▶ [REQUIRED ACTION] Would you return the material below exactly, with no line left out?

▶ [EXERCISE MATERIAL]
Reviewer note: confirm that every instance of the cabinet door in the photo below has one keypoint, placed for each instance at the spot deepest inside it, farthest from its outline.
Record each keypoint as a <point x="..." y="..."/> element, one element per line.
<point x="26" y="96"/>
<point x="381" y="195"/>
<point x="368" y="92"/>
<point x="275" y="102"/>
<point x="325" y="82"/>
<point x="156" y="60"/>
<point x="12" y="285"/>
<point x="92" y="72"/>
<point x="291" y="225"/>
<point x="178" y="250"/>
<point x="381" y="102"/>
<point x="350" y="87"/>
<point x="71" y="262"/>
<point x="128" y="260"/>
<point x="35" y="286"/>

▶ [REPLY TO THE TASK]
Reviewer note: confirm that every instance of the cabinet door in the photo below has one keypoint, placed for each instance at the spot deepest inside it, farthest from its outline.
Record each keypoint as a <point x="..." y="..."/> element, one element per line.
<point x="26" y="96"/>
<point x="381" y="195"/>
<point x="368" y="92"/>
<point x="275" y="102"/>
<point x="325" y="82"/>
<point x="156" y="60"/>
<point x="12" y="285"/>
<point x="92" y="72"/>
<point x="291" y="225"/>
<point x="178" y="250"/>
<point x="381" y="102"/>
<point x="350" y="87"/>
<point x="71" y="262"/>
<point x="128" y="260"/>
<point x="35" y="286"/>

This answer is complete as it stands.